# [WHAT TO PRODUCE]
Give back each line of the listing precisely as written.

# [INPUT]
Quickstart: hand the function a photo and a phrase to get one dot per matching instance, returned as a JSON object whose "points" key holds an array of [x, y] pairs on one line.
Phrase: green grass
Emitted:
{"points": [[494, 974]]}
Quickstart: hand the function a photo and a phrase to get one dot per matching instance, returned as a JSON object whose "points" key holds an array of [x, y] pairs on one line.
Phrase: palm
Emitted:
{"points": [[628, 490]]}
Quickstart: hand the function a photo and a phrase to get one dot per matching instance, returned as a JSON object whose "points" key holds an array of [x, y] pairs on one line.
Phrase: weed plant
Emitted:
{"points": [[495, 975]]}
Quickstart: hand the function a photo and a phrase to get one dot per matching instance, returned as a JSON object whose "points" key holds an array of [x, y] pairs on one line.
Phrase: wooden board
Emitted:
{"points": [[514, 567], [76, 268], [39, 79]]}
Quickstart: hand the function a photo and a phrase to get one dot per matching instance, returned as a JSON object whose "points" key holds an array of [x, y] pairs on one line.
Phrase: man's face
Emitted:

# [WRITTEN SOLUTION]
Quickstart: hand the function a photo and a phrase to get one dot per matching instance, returned as a JSON object whose "points" key holds an array of [x, y] pairs on one line.
Phrase: green grass
Emitted:
{"points": [[494, 974]]}
Quickstart: hand the function a photo and a phrase to get one dot per matching instance, returned as a JSON object whose "points" key holds an array of [x, y] pairs on one line.
Phrase: palm
Emitted:
{"points": [[628, 490]]}
Quickstart: hand the function a photo and a phrase to get one dot per matching instance, returned as a JSON object whose "points" key holds an array of [x, y] pairs on one line.
Phrase: weed plant
Emitted:
{"points": [[495, 975]]}
Quickstart: hand the function a photo and a phrase to get one dot per matching instance, returned as a JSON object whose "points" key holds an array of [x, y] pairs on one line.
Phrase: wooden board
Emitted:
{"points": [[514, 567], [76, 268], [39, 79]]}
Quickstart: hand the function a photo and a phrase to get one dot per matching instance, returned as a JSON object whose "points" key holds an array of [x, y] pairs on one line.
Phrase: man's face
Emitted:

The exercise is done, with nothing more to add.